*DOCUMENT EXTRACT*
If you and your spouse have all the details of your divorce worked out, but still need to calculate child support or spousal support it may be time to hire a divorce lawyer. Each state has its own “formula” for calculating support, and the factors that go into determining a support amount can vary widely. Can you get credit for child care expenses? Does it matter how many overnights the children have with you, or is child support calculated by the actual time the children spend with each parent? Does the length of your marriage matter when calculating spousal support? Hiring a divorce lawyer to assist you with these calculations can ensure that you are getting the support you deserve or avoid overpaying on support.
And now, the worst reasons to hire a divorce lawyer…
Everyone you know hired a lawyer for their divorce.
If your friends jumped off a bridge, would you, too? Don’t answer that. The truth is, all divorces are not created equally and what worked for your friend/sister/co-worker’s divorces may not necessarily work for yours. Hiring a divorce lawyer because that is what everyone else is doing could mean that you end up spending a lot more on your divorce than is necessary.
You want revenge and you think a “bulldog” lawyer will help you get it.

*DATA SUPPLIED*

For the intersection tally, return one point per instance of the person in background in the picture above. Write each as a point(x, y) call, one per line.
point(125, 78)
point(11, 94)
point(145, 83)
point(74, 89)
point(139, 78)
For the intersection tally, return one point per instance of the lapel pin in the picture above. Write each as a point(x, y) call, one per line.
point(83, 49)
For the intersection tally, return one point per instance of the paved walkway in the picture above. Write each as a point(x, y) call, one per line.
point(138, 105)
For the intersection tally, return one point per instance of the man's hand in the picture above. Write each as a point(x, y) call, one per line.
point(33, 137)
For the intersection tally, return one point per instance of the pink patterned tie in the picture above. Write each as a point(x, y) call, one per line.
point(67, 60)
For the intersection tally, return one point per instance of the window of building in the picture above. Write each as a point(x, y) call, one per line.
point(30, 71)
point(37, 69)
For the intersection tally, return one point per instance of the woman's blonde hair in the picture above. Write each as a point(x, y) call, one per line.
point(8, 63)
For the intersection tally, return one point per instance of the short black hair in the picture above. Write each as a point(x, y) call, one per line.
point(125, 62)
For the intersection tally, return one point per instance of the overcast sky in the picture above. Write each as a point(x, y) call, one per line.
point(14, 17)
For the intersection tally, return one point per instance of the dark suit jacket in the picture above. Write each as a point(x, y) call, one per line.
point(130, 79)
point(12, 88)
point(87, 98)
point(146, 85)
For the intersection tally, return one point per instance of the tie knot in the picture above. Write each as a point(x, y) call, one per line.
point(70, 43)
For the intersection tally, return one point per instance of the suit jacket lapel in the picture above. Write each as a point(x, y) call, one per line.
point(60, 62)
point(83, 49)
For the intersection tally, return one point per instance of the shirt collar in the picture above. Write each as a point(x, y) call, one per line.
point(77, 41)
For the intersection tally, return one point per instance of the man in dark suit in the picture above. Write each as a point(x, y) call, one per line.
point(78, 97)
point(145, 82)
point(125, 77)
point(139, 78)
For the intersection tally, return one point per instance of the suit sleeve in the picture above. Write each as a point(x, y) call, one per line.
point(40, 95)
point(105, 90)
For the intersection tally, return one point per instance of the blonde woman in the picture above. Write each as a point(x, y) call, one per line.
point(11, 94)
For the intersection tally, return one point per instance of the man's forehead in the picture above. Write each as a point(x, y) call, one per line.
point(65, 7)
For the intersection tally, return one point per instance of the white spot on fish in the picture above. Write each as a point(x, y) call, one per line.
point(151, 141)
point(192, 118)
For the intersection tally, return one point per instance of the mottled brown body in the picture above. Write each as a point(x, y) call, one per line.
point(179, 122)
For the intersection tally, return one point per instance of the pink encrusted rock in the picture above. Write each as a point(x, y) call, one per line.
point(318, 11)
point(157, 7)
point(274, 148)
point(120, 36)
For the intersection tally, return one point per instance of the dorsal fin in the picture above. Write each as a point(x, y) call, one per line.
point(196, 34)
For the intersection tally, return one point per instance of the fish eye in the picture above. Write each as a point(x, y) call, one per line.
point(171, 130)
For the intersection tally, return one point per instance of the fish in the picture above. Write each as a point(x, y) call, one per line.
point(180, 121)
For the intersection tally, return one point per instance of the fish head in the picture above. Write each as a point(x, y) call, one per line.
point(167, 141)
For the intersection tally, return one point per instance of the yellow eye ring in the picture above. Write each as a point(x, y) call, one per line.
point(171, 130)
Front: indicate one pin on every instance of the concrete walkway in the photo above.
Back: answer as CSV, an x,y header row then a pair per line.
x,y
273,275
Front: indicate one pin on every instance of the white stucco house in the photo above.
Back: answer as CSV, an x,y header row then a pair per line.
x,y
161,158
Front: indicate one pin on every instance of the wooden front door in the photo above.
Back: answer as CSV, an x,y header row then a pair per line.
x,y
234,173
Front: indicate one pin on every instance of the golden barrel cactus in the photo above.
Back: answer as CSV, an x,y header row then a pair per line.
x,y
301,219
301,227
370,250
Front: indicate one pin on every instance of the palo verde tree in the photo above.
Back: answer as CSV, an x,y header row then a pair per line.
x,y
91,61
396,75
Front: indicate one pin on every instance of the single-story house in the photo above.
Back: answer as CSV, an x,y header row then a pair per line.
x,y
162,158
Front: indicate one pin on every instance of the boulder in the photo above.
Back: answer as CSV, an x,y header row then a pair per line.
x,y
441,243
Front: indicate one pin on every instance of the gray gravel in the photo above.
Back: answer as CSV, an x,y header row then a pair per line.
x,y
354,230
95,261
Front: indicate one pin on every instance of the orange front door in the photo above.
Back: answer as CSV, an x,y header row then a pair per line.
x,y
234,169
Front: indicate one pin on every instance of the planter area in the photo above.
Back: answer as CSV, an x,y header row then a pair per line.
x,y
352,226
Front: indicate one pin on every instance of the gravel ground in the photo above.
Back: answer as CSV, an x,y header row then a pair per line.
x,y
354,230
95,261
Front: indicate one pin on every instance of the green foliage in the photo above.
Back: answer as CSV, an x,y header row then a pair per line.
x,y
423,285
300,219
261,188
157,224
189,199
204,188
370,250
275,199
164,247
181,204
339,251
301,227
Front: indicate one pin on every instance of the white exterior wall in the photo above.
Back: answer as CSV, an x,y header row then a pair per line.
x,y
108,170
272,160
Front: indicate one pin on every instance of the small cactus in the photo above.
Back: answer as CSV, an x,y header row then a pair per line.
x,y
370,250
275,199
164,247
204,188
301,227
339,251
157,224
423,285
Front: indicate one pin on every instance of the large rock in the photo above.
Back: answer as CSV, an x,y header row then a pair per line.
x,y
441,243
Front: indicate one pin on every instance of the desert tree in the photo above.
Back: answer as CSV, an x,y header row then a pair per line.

*WHAT TO DO*
(A) List every question that the first paragraph of the divorce lawyer text above asks about calculating support.
(B) Reproduce the divorce lawyer text above word for word between "If your friends" and "you get it.", inclusive.

*ANSWERS BY ITEM*
(A)
- Can you get credit for child care expenses?
- Does it matter how many overnights the children have with you, or is child support calculated by the actual time the children spend with each parent?
- Does the length of your marriage matter when calculating spousal support?

(B)
If your friends jumped off a bridge, would you, too? Don’t answer that. The truth is, all divorces are not created equally and what worked for your friend/sister/co-worker’s divorces may not necessarily work for yours. Hiring a divorce lawyer because that is what everyone else is doing could mean that you end up spending a lot more on your divorce than is necessary.
You want revenge and you think a “bulldog” lawyer will help you get it.